- [What to produce] Below are some entries. Copy each line in them that holds "green".
+===+
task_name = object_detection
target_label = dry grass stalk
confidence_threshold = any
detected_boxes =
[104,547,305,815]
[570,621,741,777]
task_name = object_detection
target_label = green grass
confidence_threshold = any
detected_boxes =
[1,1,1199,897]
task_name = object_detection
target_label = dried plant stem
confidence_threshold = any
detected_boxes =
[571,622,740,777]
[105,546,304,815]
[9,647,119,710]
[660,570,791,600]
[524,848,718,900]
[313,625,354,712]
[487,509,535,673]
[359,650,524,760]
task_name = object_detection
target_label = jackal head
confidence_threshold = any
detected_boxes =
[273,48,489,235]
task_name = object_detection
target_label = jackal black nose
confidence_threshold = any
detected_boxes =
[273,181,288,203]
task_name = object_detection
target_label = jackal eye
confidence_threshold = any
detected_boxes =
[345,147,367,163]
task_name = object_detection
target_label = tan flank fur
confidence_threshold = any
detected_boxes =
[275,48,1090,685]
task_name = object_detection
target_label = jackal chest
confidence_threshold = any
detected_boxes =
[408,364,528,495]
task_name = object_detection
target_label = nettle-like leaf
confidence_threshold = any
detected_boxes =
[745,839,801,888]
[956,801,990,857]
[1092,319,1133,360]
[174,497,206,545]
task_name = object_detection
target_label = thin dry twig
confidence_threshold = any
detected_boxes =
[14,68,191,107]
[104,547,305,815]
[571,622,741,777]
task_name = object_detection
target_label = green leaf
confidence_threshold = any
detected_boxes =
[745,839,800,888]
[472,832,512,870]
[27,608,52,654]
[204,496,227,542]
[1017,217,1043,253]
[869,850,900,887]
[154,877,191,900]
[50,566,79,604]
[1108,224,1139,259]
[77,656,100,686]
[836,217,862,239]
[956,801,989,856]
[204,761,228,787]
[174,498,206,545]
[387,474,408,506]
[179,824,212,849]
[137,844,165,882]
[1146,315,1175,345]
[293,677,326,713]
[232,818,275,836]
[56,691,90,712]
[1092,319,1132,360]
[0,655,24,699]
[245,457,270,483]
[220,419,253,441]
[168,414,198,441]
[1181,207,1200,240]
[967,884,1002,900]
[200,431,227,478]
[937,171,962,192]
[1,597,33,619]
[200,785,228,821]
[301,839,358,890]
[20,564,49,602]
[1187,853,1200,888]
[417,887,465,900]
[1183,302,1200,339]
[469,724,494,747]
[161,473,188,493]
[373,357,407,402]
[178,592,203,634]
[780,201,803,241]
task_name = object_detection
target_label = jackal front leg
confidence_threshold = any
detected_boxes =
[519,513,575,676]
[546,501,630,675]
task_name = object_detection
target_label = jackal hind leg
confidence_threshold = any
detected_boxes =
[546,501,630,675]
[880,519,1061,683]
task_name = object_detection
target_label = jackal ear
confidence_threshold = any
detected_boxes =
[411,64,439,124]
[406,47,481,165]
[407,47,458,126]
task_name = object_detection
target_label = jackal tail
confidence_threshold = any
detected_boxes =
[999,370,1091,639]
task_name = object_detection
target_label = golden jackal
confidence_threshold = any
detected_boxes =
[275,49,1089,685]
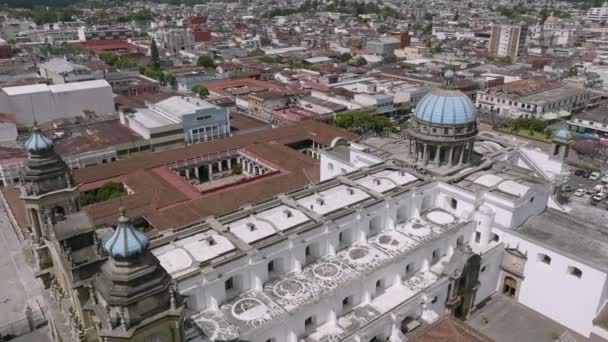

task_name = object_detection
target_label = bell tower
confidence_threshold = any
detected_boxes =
[88,208,185,342]
[19,124,79,267]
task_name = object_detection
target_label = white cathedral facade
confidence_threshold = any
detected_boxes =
[144,86,608,341]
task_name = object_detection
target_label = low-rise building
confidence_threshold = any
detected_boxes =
[77,25,132,41]
[38,58,104,84]
[475,79,590,118]
[365,37,401,56]
[0,80,115,126]
[154,29,195,54]
[121,96,230,149]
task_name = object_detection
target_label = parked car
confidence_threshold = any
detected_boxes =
[575,169,585,176]
[574,188,585,197]
[590,172,601,181]
[595,184,605,193]
[583,170,593,178]
[561,185,574,192]
[586,188,596,195]
[593,193,606,202]
[601,176,608,184]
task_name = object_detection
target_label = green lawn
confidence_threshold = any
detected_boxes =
+===+
- [Answer space]
target_label = green grass
target_label = green leaf
target_label = green lawn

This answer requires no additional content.